▸ Excerpted passage
(begin)
# Shirt Inserts for Sublimation



## chuckd (Jul 9, 2012)

Has anyone made inserts to go in t shirts to help prevent unsightly white marks on the shirts. We have tried almost everythink to prevent this but are having no luck. Tried cardboard, foam (wears out to fast) and other things.


----------



## uncletee (Feb 25, 2007)

need more info or a pic of your problem. thanks uncletee.


----------



## cprvh (Jan 23, 2006)

We build our own Teflon pillows all the time. Just need a roll of Teflon and 1/2" foam. We use the green foam from Joann's or Hobby Lobby...not sure what it is actually called. Generally will last for a couple hundred impressions before you have to replace the foam. You can cut any shape/size you need. Works great.


----------



## mgparrish (Jul 9, 2005)

cprvh said:


> We build our own Teflon pillows all the time. Just need a roll of Teflon and 1/2" foam. We use the green foam from Joann's or Hobby Lobby...not sure what it is actually called. Generally will last for a couple hundred impressions before you have to replace the foam. You can cut any shape/size you need. Works great.


Some of the foam that is out there from sub vendors there is a "memory" effect on the foam and won't last long, good to know there is something I can cut custom cut and last a while. 

I currently use "Tee-Pad-It which are really just odd cut and large size mousepads, I'll definitly check out the green foam.

Great tip!


----------



## Fenrir (Mar 13, 2012)

Sign up for the Joann mailing list to get 40% and 50% coupons (unlike Michaels they have unique codes and cannot be shared). There are a few times a year when the foam is 50% off already, plus a 15/20/25% (usually 15%) entire-purchase-including-sale-items coupon. This is pretty rare though.


----------



## chuckd (Jul 9, 2012)

Does anyone know a supplier that sells the foam in sheets that is used to do mouse pads?


----------



## chuckd (Jul 9, 2012)

skdave, we have a GEO Knight Shuttle press 40x64. The shirt does not lay flat to avoid the wrinkles under the arms. You saying that your paper will solve that problem?


----------



## freebird1963 (Jan 21, 2007)

cprvh said:


> We build our own Teflon pillows all the time. Just need a roll of Teflon and 1/2" foam. We use the green foam from Joann's or Hobby Lobby...not sure what it is actually called. Generally will last for a couple hundred impressions before you have to replace the foam. You can cut any shape/size you need. Works great.


A search of Joanns online only shows two foam types.
THis one which is green but at 1"
Heavy Duty Foam Slab - 1'' X 24'' X 90''*: batting *: fabric*: *Shop | Joann.com

and this white one
Urethane Foam Sheet 1/2'' Thick 24'' Wide - 60' Roll*: batting *: fabric*: *Shop | Joann.com

Either work or just the green or is that the wrong one ?

Thanks
Mark


----------



## chuckd (Jul 9, 2012)

How much is this stuff?


----------



## cprvh (Jan 23, 2006)

Here is the foam we use. The others may work as well...just haven't tried them.

Heavy Duty Foam Slab 1/2'' X 24'' X 90''*: batting *: fabric*: *Shop | Joann.com


----------



## freebird1963 (Jan 21, 2007)
(end)
▸ Problem
Retype the passage of the shirt-insert thread starting with "Heavy Duty Foam Slab - 1''" and going on through "wrong one ?".

▸ Data supplied
(begin)
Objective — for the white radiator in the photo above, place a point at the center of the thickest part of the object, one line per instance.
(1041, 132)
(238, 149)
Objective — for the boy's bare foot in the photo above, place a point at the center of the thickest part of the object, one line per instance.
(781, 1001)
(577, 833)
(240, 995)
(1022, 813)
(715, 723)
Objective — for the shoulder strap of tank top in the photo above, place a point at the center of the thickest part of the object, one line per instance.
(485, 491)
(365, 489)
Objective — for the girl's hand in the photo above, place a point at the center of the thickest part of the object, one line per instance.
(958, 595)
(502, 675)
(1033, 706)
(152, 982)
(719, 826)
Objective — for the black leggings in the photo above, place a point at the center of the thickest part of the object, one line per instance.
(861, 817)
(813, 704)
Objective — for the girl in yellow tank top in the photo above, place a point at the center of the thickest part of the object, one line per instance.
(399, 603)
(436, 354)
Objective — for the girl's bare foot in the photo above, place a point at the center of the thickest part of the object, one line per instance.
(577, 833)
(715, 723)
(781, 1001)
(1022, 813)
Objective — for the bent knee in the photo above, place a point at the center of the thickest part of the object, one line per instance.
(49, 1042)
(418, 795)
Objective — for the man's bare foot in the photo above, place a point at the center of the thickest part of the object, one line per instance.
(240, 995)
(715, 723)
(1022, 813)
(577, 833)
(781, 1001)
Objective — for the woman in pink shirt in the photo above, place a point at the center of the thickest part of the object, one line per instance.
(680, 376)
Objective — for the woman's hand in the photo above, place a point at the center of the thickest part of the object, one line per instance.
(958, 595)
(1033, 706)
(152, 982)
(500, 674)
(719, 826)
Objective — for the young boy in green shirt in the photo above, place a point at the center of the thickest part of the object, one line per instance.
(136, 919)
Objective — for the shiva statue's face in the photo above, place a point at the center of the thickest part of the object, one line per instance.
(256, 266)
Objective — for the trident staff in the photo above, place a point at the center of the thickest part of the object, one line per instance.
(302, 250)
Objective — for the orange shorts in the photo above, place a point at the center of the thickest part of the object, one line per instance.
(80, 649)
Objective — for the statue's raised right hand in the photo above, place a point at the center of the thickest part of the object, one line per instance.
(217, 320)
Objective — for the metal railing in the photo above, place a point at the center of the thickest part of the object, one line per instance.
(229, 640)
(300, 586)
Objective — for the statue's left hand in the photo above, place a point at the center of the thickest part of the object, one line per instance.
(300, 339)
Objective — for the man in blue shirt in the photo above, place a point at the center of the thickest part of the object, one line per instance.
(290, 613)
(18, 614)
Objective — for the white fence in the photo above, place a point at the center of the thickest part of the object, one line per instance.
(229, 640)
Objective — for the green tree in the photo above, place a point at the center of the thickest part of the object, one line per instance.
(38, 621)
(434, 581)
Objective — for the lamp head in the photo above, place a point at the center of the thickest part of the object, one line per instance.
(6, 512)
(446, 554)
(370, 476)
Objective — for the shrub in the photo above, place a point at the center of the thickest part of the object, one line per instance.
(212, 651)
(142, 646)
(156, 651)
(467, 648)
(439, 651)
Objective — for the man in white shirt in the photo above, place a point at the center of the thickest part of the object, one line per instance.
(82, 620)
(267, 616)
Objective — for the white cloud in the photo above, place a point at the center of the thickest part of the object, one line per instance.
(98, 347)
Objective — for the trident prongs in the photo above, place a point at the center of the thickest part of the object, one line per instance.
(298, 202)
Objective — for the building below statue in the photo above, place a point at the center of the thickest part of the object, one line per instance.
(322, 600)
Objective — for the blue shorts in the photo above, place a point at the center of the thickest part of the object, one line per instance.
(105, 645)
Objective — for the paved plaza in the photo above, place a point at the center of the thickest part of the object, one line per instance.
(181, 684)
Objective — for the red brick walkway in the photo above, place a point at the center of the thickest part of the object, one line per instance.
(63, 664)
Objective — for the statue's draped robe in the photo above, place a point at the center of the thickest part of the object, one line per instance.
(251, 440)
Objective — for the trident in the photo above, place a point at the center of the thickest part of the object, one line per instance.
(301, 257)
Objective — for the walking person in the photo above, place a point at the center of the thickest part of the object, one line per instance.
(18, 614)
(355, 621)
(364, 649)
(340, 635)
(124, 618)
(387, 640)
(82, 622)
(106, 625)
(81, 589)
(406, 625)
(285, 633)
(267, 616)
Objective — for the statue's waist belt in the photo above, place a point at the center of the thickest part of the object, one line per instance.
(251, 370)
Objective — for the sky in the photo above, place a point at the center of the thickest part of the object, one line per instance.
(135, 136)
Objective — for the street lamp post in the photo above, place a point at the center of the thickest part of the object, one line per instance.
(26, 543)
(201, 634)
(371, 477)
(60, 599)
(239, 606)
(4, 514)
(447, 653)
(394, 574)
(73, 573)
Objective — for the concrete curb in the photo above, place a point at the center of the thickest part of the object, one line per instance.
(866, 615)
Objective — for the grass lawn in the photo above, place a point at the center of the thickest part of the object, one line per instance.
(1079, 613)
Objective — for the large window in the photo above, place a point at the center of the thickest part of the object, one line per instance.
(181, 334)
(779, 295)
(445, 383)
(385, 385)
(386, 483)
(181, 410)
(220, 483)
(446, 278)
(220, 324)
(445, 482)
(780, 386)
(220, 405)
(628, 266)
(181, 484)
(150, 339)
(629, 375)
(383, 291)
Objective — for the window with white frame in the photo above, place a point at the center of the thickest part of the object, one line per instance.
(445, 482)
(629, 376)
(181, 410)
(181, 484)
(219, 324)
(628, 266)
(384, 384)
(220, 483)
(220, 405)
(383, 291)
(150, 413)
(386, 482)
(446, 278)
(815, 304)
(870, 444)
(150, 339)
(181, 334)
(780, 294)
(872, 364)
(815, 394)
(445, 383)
(end)
▸ Exercise output
Heavy Duty Foam Slab - 1'' X 24'' X 90''*: batting *: fabric*: *Shop | Joann.com

and this white one
Urethane Foam Sheet 1/2'' Thick 24'' Wide - 60' Roll*: batting *: fabric*: *Shop | Joann.com

Either work or just the green or is that the wrong one ?